In the unlikely event you’re not familiar with the Raspberry Pi, it’s an ARM-based computer about the same size as a deck of playing cards. The latest iteration, Raspberry Pi 3, has a 1.2GHz ARMv8 CPU, 1MB of memory, integrated Wi-Fi and Bluetooth, all for the same $35 price tag as the original Raspberry Pi released in 2012. Running a variety of operating systems, including Linux, it’s actually quite a capable little machine. How capable? Well, last week, I successfully ran StreamSets Data Collector (SDC) on one of mine (yes, I have several!), ingesting sensor readings and sending them to Apache Cassandra for analysis.
Here’s how you can build your own Internet of Things testbed and ingest sensor data for around $50.
Sensing Environmental Data
I started with a Raspberry Pi 3 Model B with Raspbian Jessie Lite installed and Adafruit’s BMP180 Barometric Pressure/Temperature/Altitude Sensor. I followed the instructions in Adafruit’s BMP085/180 tutorial to configure the Raspberry Pi to talk to the sensor via I2C and ran the example Python app to show sensor readings.
SDC’s File Tail Origin seemed the easiest way to get sensor data from Python to a pipeline, so I modified Adafruit’s Python app to produce JSON and wrote a simple script to run it every few seconds (code in Gist). The resulting output looks like this:
{"id":1,"time":1466727488193,"temp_deg_C":27.60,"pressure_Pa":101379.00,"altitude_m":-4.83} {"id":1,"time":1466727493410,"temp_deg_C":27.60,"pressure_Pa":101377.00,"altitude_m":-5.08} {"id":1,"time":1466727498619,"temp_deg_C":27.60,"pressure_Pa":101386.00,"altitude_m":-4.83} {"id":1,"time":1466727503823,"temp_deg_C":27.60,"pressure_Pa":101382.00,"altitude_m":-4.49} {"id":1,"time":1466727509027,"temp_deg_C":27.60,"pressure_Pa":101374.00,"altitude_m":-4.33}
Once everything was working, I set my script running, with its output directed to ~/sensor.log
, to generate some data.

→ Directions for this task
Please echo the Raspberry Pi sensor text word for word, beginning at the words "SDC’s File Tail" and stopping after "generate some data.".

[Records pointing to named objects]
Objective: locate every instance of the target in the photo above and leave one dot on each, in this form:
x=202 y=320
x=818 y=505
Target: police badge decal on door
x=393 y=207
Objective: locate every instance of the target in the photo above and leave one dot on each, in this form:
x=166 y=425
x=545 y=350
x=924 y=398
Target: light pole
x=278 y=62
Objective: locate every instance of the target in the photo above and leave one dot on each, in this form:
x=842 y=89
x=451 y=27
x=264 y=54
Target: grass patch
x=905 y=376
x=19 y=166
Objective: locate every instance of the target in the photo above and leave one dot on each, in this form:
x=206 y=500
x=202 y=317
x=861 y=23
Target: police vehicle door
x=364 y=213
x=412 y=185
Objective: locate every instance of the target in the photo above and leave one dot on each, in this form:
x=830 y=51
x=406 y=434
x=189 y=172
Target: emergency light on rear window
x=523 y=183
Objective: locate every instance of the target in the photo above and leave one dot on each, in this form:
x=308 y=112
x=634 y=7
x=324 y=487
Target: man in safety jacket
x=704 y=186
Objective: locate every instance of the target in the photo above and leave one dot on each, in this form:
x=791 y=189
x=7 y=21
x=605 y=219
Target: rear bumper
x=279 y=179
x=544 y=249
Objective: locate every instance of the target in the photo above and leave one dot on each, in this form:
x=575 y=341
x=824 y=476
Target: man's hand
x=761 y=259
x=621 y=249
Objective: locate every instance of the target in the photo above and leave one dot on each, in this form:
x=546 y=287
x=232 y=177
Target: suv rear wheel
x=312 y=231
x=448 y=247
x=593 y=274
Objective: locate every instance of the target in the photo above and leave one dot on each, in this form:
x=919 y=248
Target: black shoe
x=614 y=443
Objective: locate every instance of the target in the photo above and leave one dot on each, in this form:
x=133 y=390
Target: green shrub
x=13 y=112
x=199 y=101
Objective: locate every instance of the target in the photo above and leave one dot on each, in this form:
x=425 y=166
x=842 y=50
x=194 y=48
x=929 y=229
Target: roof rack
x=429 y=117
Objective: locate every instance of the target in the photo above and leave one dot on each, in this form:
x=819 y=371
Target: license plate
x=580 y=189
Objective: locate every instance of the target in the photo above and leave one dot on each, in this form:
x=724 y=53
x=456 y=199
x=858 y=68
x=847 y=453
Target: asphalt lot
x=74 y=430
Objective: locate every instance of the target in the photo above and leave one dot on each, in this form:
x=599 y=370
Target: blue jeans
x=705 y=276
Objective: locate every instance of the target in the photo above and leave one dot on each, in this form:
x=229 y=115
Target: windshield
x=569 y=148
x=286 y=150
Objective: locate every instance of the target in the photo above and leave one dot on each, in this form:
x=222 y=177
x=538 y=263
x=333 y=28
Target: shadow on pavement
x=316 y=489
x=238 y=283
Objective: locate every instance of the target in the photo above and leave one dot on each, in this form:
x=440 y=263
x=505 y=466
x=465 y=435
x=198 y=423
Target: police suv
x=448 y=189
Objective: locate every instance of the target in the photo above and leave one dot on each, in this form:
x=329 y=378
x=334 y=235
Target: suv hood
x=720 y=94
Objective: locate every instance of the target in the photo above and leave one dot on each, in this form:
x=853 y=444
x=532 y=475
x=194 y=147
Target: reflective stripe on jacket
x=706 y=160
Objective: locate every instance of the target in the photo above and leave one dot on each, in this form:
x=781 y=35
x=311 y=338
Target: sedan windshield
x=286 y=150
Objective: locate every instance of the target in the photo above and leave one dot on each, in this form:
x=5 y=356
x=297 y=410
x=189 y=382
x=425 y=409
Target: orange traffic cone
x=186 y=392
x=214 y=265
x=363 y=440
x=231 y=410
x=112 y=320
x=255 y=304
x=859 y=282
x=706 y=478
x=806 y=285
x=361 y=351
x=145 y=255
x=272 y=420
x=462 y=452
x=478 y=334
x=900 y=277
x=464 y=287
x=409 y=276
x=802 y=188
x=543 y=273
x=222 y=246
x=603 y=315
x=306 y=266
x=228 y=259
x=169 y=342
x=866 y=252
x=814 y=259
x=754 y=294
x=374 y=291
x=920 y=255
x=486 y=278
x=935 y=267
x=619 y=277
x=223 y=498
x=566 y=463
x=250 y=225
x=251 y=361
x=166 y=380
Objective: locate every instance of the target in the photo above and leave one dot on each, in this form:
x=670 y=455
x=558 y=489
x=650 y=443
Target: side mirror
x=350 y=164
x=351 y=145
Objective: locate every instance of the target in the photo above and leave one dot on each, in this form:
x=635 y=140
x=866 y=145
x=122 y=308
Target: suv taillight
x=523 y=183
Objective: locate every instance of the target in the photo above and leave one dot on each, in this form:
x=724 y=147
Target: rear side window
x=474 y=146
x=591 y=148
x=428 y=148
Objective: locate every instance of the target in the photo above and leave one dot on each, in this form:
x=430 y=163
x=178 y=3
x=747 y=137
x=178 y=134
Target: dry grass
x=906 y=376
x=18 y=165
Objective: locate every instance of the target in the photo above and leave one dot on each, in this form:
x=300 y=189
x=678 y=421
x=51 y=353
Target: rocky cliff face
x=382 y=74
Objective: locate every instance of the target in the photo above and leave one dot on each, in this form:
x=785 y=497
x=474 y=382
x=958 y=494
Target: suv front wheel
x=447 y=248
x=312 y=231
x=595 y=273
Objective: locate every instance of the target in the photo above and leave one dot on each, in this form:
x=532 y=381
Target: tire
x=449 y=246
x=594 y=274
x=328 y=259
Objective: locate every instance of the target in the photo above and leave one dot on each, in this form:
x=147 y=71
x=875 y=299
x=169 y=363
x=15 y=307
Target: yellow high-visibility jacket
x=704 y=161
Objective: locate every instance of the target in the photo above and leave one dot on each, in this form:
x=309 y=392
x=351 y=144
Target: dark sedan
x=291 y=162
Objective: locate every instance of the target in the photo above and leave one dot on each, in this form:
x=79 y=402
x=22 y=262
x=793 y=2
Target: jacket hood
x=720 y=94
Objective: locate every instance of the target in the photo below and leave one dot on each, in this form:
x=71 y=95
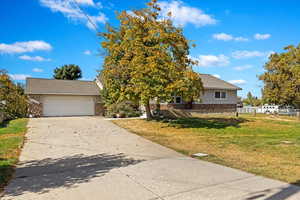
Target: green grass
x=262 y=145
x=11 y=140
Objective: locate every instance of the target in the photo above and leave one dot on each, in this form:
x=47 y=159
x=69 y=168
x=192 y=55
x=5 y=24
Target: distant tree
x=147 y=59
x=13 y=102
x=68 y=72
x=252 y=100
x=282 y=78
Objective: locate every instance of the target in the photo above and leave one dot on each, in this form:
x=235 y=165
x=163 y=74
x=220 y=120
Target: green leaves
x=282 y=78
x=68 y=72
x=147 y=58
x=13 y=101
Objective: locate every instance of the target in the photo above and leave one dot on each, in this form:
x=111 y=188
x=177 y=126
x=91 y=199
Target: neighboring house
x=51 y=97
x=218 y=96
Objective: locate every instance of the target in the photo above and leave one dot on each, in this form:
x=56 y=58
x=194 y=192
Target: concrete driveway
x=88 y=158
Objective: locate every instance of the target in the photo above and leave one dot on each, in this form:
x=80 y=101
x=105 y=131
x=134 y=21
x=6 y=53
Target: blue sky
x=233 y=37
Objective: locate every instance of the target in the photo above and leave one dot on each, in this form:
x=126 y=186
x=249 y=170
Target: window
x=220 y=95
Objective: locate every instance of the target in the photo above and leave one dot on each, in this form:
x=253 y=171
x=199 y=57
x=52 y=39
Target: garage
x=52 y=97
x=68 y=106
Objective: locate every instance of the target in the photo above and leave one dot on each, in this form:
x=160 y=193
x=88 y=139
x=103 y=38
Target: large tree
x=68 y=72
x=282 y=78
x=147 y=58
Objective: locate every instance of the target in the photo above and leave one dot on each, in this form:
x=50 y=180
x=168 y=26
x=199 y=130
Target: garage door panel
x=68 y=105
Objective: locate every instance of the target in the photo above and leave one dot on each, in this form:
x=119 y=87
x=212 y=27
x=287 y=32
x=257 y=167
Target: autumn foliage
x=282 y=78
x=147 y=58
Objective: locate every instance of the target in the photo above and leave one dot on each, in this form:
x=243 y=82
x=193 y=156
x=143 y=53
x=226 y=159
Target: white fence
x=248 y=109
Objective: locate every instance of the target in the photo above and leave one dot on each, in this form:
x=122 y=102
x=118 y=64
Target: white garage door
x=68 y=105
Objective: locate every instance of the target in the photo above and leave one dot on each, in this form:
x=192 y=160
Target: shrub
x=13 y=101
x=123 y=109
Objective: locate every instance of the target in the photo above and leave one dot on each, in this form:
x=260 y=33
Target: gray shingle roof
x=66 y=87
x=211 y=82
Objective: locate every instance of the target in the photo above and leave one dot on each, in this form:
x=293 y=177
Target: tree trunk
x=148 y=110
x=158 y=106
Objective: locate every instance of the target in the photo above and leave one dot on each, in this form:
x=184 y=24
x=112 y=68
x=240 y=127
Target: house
x=218 y=96
x=51 y=97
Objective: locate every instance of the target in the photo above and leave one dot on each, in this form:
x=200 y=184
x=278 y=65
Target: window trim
x=220 y=95
x=175 y=99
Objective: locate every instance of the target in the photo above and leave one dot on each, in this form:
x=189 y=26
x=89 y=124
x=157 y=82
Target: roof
x=65 y=87
x=211 y=82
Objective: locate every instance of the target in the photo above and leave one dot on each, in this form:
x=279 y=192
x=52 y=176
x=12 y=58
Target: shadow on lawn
x=211 y=123
x=279 y=194
x=40 y=176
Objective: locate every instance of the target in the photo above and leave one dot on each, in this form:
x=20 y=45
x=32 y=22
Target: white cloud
x=86 y=2
x=19 y=77
x=182 y=15
x=101 y=18
x=241 y=39
x=262 y=36
x=33 y=58
x=212 y=60
x=228 y=37
x=222 y=36
x=238 y=82
x=249 y=54
x=72 y=12
x=243 y=67
x=22 y=47
x=217 y=75
x=37 y=70
x=87 y=52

→ Correct result
SDC’s File Tail Origin seemed the easiest way to get sensor data from Python to a pipeline, so I modified Adafruit’s Python app to produce JSON and wrote a simple script to run it every few seconds (code in Gist). The resulting output looks like this:
{"id":1,"time":1466727488193,"temp_deg_C":27.60,"pressure_Pa":101379.00,"altitude_m":-4.83} {"id":1,"time":1466727493410,"temp_deg_C":27.60,"pressure_Pa":101377.00,"altitude_m":-5.08} {"id":1,"time":1466727498619,"temp_deg_C":27.60,"pressure_Pa":101386.00,"altitude_m":-4.83} {"id":1,"time":1466727503823,"temp_deg_C":27.60,"pressure_Pa":101382.00,"altitude_m":-4.49} {"id":1,"time":1466727509027,"temp_deg_C":27.60,"pressure_Pa":101374.00,"altitude_m":-4.33}
Once everything was working, I set my script running, with its output directed to ~/sensor.log
, to generate some data.